Rewrite the records below, swapping "submission" for "response" wherever it appears and keeping everything else unchanged. Leave out the picture.

=-=-=-=-=

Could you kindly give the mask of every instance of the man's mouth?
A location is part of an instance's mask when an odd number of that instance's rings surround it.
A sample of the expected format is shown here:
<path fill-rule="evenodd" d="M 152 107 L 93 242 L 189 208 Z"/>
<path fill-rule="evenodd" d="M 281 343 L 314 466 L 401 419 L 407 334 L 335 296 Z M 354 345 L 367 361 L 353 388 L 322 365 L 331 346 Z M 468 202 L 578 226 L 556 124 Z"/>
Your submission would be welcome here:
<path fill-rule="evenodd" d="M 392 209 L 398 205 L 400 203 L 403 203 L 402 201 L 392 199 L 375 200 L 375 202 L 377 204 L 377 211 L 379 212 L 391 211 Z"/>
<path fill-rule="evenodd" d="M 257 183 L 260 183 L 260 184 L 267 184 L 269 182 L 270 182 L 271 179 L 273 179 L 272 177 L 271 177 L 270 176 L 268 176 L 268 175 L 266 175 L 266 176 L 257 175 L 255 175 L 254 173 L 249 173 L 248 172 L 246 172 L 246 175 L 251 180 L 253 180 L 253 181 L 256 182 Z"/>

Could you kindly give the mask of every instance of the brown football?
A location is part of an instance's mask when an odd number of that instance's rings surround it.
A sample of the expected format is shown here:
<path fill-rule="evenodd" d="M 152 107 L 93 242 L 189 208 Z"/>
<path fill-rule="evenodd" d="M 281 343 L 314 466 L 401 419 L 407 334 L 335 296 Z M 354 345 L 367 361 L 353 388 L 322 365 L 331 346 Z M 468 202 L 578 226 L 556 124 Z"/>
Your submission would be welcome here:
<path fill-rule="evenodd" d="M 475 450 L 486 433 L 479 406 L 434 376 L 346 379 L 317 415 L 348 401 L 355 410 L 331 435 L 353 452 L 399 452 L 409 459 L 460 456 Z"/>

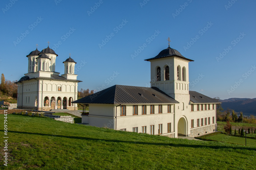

=-=-=-=-=

Solved exercise:
Could you kindly give the mask of every instance of the man's mouth?
A location is part of an instance's mask when an odd number of that instance's rings surround it.
A sample of the expected format is shown here:
<path fill-rule="evenodd" d="M 152 107 L 93 242 L 189 208 Z"/>
<path fill-rule="evenodd" d="M 281 343 L 314 466 L 401 419 L 407 334 L 335 296 Z M 354 345 L 367 361 L 353 388 L 322 365 L 331 346 Z M 468 202 L 578 226 L 556 124 Z"/>
Your response would be welcome here:
<path fill-rule="evenodd" d="M 392 209 L 398 205 L 400 203 L 403 203 L 402 201 L 392 199 L 375 200 L 375 202 L 377 204 L 377 211 L 379 212 L 391 211 Z"/>
<path fill-rule="evenodd" d="M 257 183 L 260 183 L 260 184 L 267 184 L 269 182 L 270 182 L 271 179 L 273 179 L 272 177 L 271 177 L 270 176 L 268 176 L 268 175 L 266 175 L 266 176 L 257 175 L 255 175 L 254 173 L 249 173 L 248 172 L 246 172 L 246 175 L 251 180 L 253 180 L 253 181 L 256 182 Z"/>

Could you kindly give the mask of every instance of the brown football?
A location is part of an instance's mask when an odd number of that instance's rings surround it.
A sample of the expected format is shown here:
<path fill-rule="evenodd" d="M 152 107 L 93 242 L 189 208 Z"/>
<path fill-rule="evenodd" d="M 281 343 L 314 466 L 401 419 L 407 334 L 335 296 Z M 354 345 L 367 361 L 353 388 L 322 365 L 331 346 Z M 468 202 L 578 226 L 556 124 Z"/>
Your response would be welcome here:
<path fill-rule="evenodd" d="M 475 450 L 486 433 L 479 406 L 434 376 L 346 379 L 317 415 L 348 401 L 355 410 L 331 435 L 353 452 L 399 452 L 409 459 L 460 456 Z"/>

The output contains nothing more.